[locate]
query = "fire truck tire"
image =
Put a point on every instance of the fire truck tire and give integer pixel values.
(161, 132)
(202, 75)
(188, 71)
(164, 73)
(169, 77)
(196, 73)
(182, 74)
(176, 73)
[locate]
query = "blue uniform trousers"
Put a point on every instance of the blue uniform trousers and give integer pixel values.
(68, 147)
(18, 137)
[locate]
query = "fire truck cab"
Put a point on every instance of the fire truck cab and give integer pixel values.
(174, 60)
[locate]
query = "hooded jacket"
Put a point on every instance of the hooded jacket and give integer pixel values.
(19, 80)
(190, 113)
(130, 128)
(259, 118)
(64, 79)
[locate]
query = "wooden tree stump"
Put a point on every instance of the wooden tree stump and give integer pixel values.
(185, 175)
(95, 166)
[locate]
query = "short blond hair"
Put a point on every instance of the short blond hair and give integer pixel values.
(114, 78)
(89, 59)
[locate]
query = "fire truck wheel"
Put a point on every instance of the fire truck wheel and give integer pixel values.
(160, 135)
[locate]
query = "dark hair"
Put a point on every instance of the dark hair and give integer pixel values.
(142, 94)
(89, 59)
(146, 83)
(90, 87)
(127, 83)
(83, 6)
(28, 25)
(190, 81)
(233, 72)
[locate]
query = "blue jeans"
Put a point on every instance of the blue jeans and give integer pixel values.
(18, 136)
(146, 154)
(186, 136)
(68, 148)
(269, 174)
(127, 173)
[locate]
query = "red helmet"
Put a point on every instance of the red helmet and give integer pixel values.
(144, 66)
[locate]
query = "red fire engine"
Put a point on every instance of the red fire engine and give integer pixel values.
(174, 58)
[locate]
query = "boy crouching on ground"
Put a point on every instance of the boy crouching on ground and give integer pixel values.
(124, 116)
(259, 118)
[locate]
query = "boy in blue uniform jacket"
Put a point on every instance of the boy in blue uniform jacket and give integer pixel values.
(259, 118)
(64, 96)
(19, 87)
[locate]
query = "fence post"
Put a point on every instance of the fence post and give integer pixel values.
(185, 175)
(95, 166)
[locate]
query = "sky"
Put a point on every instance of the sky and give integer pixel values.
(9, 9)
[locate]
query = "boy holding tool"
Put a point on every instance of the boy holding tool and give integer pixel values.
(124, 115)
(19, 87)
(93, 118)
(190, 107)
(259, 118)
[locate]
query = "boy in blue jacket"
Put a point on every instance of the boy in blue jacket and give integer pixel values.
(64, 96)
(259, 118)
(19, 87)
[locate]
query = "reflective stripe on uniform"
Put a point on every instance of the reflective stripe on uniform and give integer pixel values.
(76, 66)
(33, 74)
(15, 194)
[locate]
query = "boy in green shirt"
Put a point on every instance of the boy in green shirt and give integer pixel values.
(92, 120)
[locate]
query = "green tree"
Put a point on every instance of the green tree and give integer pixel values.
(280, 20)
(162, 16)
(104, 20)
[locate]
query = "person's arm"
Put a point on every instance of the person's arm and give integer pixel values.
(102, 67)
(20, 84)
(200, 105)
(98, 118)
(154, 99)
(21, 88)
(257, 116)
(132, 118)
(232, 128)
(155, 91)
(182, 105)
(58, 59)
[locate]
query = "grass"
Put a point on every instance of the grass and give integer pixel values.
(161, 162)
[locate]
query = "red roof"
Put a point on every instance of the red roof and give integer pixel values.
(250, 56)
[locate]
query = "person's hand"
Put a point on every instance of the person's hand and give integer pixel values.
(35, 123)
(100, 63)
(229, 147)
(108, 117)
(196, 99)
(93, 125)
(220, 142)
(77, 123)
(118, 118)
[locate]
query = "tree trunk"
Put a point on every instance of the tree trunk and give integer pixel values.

- _Exercise prompt_:
Retype the material in full, character for character.

- _Task answer_:
[locate]
query = "fire truck tire"
image =
Put a point on every instance of the fire truck tire and give integer pixel values.
(161, 132)
(202, 75)
(188, 71)
(164, 73)
(169, 77)
(196, 73)
(182, 74)
(176, 73)
[locate]
query = "blue uniform trousers"
Put a point on every instance of the blue uniform trousers and give integer pixel values.
(68, 147)
(18, 137)
[locate]
query = "fire truck cab"
Put a point on every instance of the fire truck cab and give integer pixel values.
(174, 60)
[locate]
query = "hooded jacket"
Put a point on every instance of the hooded jacket and give integer pixel values.
(19, 80)
(190, 113)
(130, 128)
(259, 118)
(64, 79)
[locate]
query = "wooden tree stump"
Put a point on every instance of the wooden tree stump and give integer pixel values.
(185, 175)
(95, 166)
[locate]
query = "short blond hair"
Put a point on every instance of the short blond hair and give integer pixel values.
(114, 78)
(89, 59)
[locate]
query = "fire truck wheel"
Put a point on every instance of the fire truck wheel and give integer pixel values.
(160, 135)
[locate]
query = "dark hair"
Put a point on every instance of the dark hair and give integer pixel values.
(142, 94)
(89, 59)
(146, 83)
(90, 87)
(127, 83)
(83, 6)
(28, 25)
(190, 81)
(233, 72)
[locate]
query = "blue jeans"
Put a point on every instance of the blue jeans and give integer pixel values.
(18, 136)
(146, 154)
(186, 136)
(68, 148)
(269, 174)
(127, 173)
[locate]
query = "red helmet"
Put a point on every instance of the red helmet and give integer pixel values.
(144, 66)
[locate]
query = "red fire engine"
Put a point on every instance of the red fire engine and give integer pixel values.
(174, 58)
[locate]
query = "boy crouching on ground"
Put a point on every instance of the boy crouching on ground and give integer pixel values.
(124, 116)
(259, 118)
[locate]
query = "boy in blue uniform jacket"
Put a point on every instance of the boy in blue uniform jacket and give integer pixel values.
(259, 118)
(64, 96)
(19, 87)
[locate]
query = "fence post"
Put a point on every instance of the fence post and give integer pixel values.
(185, 175)
(95, 166)
[locate]
query = "sky"
Put a point on every instance of the sky and give integer pixel values.
(9, 9)
[locate]
query = "boy holding tool"
Put a point on every instance of the boy holding tool and give integer pixel values.
(124, 115)
(19, 87)
(93, 118)
(190, 107)
(259, 118)
[locate]
query = "boy in blue jacket"
Put a point on every instance of the boy in blue jacket and give integer pixel values.
(64, 96)
(259, 118)
(19, 87)
[locate]
query = "reflective stripe on uniform"
Put a point on every instance of the reflective stripe on uniform and give integer pixel values.
(76, 66)
(33, 74)
(15, 194)
[locate]
query = "boy in green shirt"
Put a point on every instance of the boy in green shirt and give integer pixel values.
(92, 120)
[locate]
query = "green tree"
Put a point on every instance of the green tree and give integer pixel values.
(280, 20)
(162, 16)
(104, 20)
[locate]
query = "person's arm"
Put a point on every instance of the person's arm and give integer pixel values.
(102, 67)
(20, 84)
(200, 105)
(98, 118)
(154, 99)
(21, 88)
(257, 116)
(132, 118)
(232, 128)
(155, 91)
(182, 105)
(58, 59)
[locate]
query = "grass"
Put a point on every instance of the grass and give integer pixel values.
(161, 162)
[locate]
query = "red roof"
Put a point on every instance of the red roof and give integer pixel values.
(250, 56)
[locate]
query = "person's hand"
Put a point on every instance of the person's hand and give integer pixel values.
(35, 123)
(100, 63)
(229, 147)
(108, 117)
(196, 99)
(93, 125)
(220, 142)
(77, 123)
(118, 118)
[locate]
query = "tree trunk"
Put a point on every instance of the tree trunk and give integer pixel values.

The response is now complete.